*What to work on*: From top to bottom, return the records that follow exactly.

Dataset entries:
::::

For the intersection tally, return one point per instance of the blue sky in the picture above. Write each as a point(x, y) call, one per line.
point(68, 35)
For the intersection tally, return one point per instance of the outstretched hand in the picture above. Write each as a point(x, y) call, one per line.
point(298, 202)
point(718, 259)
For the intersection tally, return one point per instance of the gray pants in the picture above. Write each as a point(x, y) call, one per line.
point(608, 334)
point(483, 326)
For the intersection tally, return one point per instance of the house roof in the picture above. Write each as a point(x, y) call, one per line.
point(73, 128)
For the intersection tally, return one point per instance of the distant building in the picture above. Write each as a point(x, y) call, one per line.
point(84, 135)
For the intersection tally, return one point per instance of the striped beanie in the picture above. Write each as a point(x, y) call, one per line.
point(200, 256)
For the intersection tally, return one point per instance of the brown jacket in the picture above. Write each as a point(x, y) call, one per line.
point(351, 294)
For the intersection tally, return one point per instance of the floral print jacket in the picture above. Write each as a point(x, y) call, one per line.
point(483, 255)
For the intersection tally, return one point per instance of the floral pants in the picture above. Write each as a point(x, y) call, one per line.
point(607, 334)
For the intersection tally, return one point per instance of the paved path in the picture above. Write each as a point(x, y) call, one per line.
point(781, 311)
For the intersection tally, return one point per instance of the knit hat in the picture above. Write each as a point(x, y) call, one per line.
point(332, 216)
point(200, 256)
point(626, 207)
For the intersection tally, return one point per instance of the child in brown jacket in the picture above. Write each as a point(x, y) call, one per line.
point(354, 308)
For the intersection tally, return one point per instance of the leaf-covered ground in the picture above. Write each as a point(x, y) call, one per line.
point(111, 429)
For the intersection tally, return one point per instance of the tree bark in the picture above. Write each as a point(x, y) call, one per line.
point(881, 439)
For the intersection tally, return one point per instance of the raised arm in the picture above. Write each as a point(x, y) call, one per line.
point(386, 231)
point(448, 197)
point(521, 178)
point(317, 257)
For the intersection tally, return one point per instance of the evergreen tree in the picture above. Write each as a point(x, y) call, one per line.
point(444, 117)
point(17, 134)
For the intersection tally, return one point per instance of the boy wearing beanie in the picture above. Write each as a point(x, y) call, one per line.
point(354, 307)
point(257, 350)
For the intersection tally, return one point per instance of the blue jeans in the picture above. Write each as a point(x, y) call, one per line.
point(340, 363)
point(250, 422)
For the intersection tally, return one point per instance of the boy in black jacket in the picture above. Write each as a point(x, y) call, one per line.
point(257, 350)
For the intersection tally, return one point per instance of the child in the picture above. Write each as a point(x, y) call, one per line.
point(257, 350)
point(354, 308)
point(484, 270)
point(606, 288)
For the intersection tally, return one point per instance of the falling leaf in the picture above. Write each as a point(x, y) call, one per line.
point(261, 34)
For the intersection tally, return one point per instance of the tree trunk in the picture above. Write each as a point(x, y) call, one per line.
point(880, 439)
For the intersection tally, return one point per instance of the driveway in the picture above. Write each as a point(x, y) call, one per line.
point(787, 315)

::::

*Solved exercise*:
For the intersection tally, return one point per instance of the blue sky in the picture above. Write each as a point(x, y) call, one per line.
point(68, 35)
For the intersection tally, return one point per instance of the outstretched hand in the picture above. Write each as a point(x, y) call, one per line.
point(298, 202)
point(718, 259)
For the intersection tally, return one point per instance of the gray pants in the picture above. Write each as a point(x, y) call, one per line.
point(608, 334)
point(483, 326)
For the intersection tally, return one point per instance of the house roof in the picture above. Write each as a point(x, y) call, one per line.
point(73, 128)
For the intersection tally, return one point per instance of the distant building in the picture above. Write each as a point(x, y) call, one per line.
point(84, 135)
For the intersection tally, return one point per instance of the striped beanie in the picture above. Write each as a point(x, y) call, one per line.
point(200, 256)
For the intersection tally, return one point per instance of the brown jacket in the picture above. Write each as a point(x, y) call, one per line.
point(351, 294)
For the intersection tally, return one point per instance of the floral print jacket in the picture above. Write each as a point(x, y) call, one per line.
point(483, 255)
For the intersection tally, return one point per instance of the floral pants in the picture above. Write each as a point(x, y) call, one per line.
point(607, 334)
For the intersection tally, return one point per instance of the paved path in the picture above. Write each as a point(x, y) call, one per line.
point(781, 311)
For the intersection tally, return one point per instance of the knit hat in the picture above. Write each as a point(x, y) call, one per line.
point(332, 216)
point(200, 256)
point(626, 207)
For the intersection tally, return one point per instance of the child in brown jacket in the picture above. Write each as a point(x, y) call, one per line.
point(354, 308)
For the intersection tally, return one point per instance of the leaf-covered ground in the picture above. Write each as a point(x, y) call, one per line.
point(111, 429)
For the intersection tally, return one point per instance of the tree bark in the picture above. Write each as a point(x, y) call, one per line.
point(881, 439)
For the intersection tally, return one point per instance of the raised arm in the picture above. Write each as a point(x, y) call, one per line.
point(386, 231)
point(448, 197)
point(521, 178)
point(317, 257)
For the intersection tally, return one point per instance of the evergreen tree in the picture above. Write each as a point(x, y) call, one per line.
point(444, 117)
point(17, 134)
For the intersection tally, return one point per instance of the boy wearing beanie in the picture above. Write each as a point(x, y) call, one per line.
point(354, 307)
point(257, 350)
For the intersection tally, return one point per instance of the blue jeans in the picture above. Write each as a point(x, y) call, one per line.
point(340, 363)
point(250, 422)
For the intersection tally, return one point per instance of the boy in black jacket in the picture above. Write each as a point(x, y) call, one per line.
point(257, 350)
For the intersection tally, return one point per instance of the child in the picture above. Write each as a point(x, y) call, one per line.
point(257, 350)
point(354, 308)
point(484, 270)
point(606, 288)
For the intersection tally, return one point per instance of the falling leaf in the picture above. Write each as a point(x, y) call, one per line.
point(261, 34)
For the intersection tally, return one point per instance of the tree trunk in the picture above. Write each as a point(x, y) call, one per line.
point(880, 439)
For the intersection tally, return one point per instance of the driveway in the picture above. Write each as a point(x, y) call, one per line.
point(787, 315)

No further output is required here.